• Directions for this task:
Copy everything from the line containing "A point falls on each instance of the concrete pavement" down to the last of the lines, substituting "sidewalk" for "pavement" and leaving all else as it is.

Location identification entries:

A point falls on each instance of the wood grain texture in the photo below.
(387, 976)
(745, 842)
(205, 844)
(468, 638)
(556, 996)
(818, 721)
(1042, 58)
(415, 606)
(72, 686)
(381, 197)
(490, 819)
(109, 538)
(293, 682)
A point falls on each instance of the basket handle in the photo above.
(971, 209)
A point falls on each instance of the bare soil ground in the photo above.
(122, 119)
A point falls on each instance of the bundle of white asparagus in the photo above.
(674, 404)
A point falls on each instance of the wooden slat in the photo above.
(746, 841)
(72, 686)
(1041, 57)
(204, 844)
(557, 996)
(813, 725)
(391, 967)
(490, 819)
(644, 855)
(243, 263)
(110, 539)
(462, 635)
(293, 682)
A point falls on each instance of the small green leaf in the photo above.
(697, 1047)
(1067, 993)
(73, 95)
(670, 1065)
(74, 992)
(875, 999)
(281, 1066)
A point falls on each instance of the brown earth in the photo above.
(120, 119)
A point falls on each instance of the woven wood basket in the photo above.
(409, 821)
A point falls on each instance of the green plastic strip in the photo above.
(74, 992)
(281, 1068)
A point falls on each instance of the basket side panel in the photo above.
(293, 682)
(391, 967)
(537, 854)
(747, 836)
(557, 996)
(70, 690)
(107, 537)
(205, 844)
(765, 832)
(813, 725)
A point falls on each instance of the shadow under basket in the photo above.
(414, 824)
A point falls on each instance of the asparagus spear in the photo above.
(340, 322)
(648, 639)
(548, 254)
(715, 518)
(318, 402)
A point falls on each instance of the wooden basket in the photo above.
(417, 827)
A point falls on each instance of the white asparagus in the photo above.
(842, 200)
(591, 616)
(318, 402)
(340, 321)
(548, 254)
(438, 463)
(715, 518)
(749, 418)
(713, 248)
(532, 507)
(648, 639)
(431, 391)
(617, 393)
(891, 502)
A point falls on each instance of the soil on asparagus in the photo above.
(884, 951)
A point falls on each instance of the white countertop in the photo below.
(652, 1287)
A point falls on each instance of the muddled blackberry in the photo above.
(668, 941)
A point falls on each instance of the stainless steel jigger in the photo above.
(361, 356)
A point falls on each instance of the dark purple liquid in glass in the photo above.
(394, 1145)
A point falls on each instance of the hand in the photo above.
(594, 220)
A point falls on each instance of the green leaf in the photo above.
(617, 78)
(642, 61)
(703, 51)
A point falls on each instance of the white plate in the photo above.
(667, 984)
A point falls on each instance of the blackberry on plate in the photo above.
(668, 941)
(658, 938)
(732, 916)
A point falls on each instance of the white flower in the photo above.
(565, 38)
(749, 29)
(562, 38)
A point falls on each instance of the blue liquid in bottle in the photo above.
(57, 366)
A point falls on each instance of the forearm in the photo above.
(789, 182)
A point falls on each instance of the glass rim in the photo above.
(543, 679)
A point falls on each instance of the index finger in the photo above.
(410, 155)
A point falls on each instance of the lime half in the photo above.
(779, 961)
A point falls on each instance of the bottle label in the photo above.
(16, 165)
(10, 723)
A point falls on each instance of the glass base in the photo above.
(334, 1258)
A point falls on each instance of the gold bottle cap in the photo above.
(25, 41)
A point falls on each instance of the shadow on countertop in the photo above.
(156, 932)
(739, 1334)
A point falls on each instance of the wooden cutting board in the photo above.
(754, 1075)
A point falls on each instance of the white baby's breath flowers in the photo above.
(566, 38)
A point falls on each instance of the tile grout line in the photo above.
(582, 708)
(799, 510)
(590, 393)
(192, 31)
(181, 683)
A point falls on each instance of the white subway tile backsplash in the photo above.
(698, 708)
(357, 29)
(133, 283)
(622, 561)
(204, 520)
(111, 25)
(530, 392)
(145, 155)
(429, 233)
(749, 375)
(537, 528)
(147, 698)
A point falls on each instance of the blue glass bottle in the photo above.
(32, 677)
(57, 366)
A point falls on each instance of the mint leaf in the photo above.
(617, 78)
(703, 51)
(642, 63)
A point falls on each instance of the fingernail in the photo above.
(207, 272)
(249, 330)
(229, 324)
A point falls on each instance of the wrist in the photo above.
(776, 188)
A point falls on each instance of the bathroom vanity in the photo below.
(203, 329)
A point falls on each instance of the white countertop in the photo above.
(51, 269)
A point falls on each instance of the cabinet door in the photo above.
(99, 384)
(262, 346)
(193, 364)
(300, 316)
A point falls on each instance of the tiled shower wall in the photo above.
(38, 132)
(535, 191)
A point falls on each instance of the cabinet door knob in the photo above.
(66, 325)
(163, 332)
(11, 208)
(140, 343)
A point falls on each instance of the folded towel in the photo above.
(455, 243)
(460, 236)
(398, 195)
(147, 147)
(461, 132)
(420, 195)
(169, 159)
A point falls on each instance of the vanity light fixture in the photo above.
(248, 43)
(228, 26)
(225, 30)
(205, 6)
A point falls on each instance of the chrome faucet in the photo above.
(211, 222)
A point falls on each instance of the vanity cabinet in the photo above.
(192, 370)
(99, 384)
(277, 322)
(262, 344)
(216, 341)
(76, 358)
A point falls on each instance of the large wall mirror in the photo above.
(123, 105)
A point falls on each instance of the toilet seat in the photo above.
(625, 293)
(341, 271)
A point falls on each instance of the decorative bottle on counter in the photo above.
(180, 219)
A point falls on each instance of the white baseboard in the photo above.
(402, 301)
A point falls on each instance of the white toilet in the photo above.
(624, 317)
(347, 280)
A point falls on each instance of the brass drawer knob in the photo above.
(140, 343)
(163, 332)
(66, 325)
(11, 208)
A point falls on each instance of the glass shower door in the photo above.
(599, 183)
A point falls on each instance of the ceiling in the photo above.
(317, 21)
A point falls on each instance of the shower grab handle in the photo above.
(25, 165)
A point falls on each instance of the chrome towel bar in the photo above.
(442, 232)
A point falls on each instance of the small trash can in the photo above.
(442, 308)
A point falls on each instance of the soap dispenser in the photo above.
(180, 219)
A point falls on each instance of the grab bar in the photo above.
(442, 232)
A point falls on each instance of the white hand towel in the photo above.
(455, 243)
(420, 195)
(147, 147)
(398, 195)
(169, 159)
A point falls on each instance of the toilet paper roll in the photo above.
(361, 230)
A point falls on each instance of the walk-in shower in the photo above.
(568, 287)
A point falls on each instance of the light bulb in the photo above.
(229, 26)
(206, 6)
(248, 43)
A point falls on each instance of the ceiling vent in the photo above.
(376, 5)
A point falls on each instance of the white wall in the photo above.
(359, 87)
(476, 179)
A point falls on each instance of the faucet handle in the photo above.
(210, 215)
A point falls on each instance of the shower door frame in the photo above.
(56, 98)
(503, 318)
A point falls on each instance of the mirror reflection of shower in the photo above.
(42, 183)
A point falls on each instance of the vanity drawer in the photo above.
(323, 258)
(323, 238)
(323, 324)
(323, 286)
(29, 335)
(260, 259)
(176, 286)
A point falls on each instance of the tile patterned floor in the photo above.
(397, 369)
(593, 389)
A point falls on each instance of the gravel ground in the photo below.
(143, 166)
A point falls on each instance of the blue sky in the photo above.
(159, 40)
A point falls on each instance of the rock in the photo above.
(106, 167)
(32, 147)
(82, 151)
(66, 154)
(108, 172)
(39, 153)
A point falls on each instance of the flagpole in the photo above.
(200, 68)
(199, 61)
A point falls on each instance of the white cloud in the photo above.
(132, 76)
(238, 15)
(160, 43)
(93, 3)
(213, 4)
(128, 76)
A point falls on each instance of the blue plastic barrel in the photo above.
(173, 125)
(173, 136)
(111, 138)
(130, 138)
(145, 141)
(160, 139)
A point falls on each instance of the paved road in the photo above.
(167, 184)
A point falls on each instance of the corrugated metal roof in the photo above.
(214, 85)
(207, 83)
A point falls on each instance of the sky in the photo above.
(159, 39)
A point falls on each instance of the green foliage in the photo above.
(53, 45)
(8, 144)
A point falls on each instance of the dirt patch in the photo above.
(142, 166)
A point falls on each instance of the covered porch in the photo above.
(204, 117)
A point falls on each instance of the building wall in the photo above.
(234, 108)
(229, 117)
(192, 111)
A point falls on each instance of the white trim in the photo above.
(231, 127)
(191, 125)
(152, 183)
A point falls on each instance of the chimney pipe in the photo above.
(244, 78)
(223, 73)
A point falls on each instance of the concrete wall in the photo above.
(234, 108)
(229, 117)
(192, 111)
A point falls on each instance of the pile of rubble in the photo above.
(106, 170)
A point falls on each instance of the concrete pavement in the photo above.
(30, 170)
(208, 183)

• Answer to the task:
A point falls on each instance of the concrete sidewalk in the photo above.
(30, 170)
(208, 183)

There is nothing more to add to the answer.